Activity list >>
**1.** Decide whether each statement below agrees with the text on Margaret Sanger. Answer yes or no for each, and quote the deciding words of the text.
(a) Sanger's mother died at the age of 50.
(b) Sanger was arrested in 1915 for sending diaphragms through the mail.
(c) Sanger founded the American Birth Control League in 1921.
**2.** Summarize the text on Margaret Sanger in two sentences.
**3.** Continue the text on Margaret Sanger from its final sentence.

Text section >>
[Start of Attachment]
Just last week, Terrible Virtue, a fictional portrait of birth control activist Margaret Sanger by Ellen Feldman, was published by Harper. Sanger, the founder of Planned Parenthood, devoted her life to legalizing birth control, and improving its availability to all women.
Who Was Margaret Sanger?
Born in 1879, Sanger first became interested in the idea of legalizing and improving contraceptive access after watching her mother die of tuberculosis at the age of 50, weakened by her 11 childbirths and seven miscarriages.
Before becoming an activist, however, she became a nurse. As a nurse, she worked on New York City’s Lower East Side, where many of the women she saw were poor immigrants who lacked effective contraception. Because of this, in order to rid themselves of unwanted pregnancies, they were forced to resort to unsafe, back-alley abortions. It was the observation of this unending well of suffering that made Sanger shift her efforts toward improving women’s contraceptive options.
In 1914, Sanger coined the term “birth control,” and began providing women with both information on contraception… and actual contraceptives. She was indicted in 1915 for sending diaphragms through the mail. In 1916, she was arrested for opening a birth control clinic, which was the first of its kind in the country. Undeterred, she founded the American Birth Control League in 1921, the precursor to the Planned Parenthood Federation.
[End of Attachment]
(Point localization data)
[Start of Attachment]
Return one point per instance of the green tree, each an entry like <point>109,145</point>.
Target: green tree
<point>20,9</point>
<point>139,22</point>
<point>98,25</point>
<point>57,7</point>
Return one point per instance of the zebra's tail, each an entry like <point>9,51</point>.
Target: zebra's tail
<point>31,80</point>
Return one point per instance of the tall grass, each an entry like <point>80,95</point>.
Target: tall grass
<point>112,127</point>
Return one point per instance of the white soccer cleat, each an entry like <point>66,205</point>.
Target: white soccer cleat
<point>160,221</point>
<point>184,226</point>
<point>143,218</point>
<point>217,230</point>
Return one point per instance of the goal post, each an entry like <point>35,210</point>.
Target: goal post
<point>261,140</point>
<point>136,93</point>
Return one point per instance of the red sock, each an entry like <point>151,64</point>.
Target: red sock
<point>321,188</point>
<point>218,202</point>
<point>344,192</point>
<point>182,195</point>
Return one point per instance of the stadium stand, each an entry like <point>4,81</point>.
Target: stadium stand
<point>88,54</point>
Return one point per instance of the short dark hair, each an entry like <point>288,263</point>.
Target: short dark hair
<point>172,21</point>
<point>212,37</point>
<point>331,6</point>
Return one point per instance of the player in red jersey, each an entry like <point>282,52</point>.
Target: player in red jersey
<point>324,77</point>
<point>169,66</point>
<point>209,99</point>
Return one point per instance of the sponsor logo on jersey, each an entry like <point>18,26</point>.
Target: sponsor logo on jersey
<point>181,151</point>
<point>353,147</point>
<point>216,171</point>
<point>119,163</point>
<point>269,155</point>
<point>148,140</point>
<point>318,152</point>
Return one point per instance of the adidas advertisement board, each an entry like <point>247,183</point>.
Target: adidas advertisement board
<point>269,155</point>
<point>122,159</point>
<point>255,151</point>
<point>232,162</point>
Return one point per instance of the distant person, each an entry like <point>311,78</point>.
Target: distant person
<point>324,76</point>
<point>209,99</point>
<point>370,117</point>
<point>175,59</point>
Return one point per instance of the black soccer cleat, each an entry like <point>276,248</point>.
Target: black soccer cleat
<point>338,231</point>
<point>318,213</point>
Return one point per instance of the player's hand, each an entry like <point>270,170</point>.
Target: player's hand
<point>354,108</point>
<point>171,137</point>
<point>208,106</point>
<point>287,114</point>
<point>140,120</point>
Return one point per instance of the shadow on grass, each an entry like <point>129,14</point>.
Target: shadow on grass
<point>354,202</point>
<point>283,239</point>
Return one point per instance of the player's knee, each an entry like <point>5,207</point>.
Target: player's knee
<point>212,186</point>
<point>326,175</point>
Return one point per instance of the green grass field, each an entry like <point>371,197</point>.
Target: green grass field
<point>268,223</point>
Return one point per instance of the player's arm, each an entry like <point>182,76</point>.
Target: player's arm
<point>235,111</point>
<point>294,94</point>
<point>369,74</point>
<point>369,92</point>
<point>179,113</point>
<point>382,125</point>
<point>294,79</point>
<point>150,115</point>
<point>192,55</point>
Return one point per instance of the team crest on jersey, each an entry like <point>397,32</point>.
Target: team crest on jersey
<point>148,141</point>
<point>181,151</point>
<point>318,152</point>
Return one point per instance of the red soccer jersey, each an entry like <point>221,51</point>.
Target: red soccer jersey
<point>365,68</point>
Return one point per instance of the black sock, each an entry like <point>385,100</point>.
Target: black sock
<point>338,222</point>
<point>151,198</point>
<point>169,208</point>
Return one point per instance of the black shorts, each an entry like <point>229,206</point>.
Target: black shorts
[End of Attachment]
Written answers >>
**1.**
(a) Yes: "watching her mother die of tuberculosis at the age of 50"
(b) No: "She was indicted in 1915 for sending diaphragms through the mail."
(c) Yes: "she founded the American Birth Control League in 1921"

**2.** Margaret Sanger, the founder of Planned Parenthood and the subject of Ellen Feldman's novel Terrible Virtue, turned to contraception after her mother's death and her nursing work among poor immigrant women who were forced into unsafe abortions. She coined the term "birth control" in 1914, was indicted and arrested for her work, and founded the American Birth Control League in 1921.

**3.**
She devoted the next three decades to advocating for safe and effective birth control that would be accessible to all. Eventually, taking matters into her own hands, she collaborated with Gregory Pincus, a medical expert in human reproduction, who helped her bring her vision of a birth control pill to life. This collaboration led to the FDA approval of Enovid, the first oral contraceptive, in 1960.
Five years later, courts ruled that the private use of contraceptives was a constitutional right. Sanger passed away a year later, having seen her dreams realized.
Reading About Margaret Sanger
There is a wealth of literature that exists about Margaret Sanger. Feldman’s fictionalization in particular is, according to the book description, “Margaret Sanger’s story as she herself might have told it.” And that story is spellbinding.
But aside from the feminist histories in which she plays but a part, what else is out there for those looking for a nonfiction account of Sanger’s life?
Peter Bagge’s Woman Rebel: The Margaret Sanger Story. Written by a cartoonist, Woman Rebel is a biography of Sanger made visual and vivid.
Jonathan Eig’s The Birth of the Pill: How Four Crusaders Reinvented Sex and Launched a Revolution. While this book contains four central characters, Eig created plenty of space in which to spotlight Sanger’s work in support of the rights of women. Two of the other players are Sanger’s collaborators on the Pill: Katharine McCormick and Gregory Pincus.
Jean H. Baker’s Margaret Sanger: A Life of Passion. Baker’s biography is a defense of Sanger… a response to those who criticized Sanger’s socialist leanings and belief in eugenics.
Margaret Sanger’s The Autobiography of Margaret Sanger. While Feldman’s book purports to be Sanger’s story as she herself might have told it, this actually is the story Sanger presented to the world of the life she led in support of women’s rights.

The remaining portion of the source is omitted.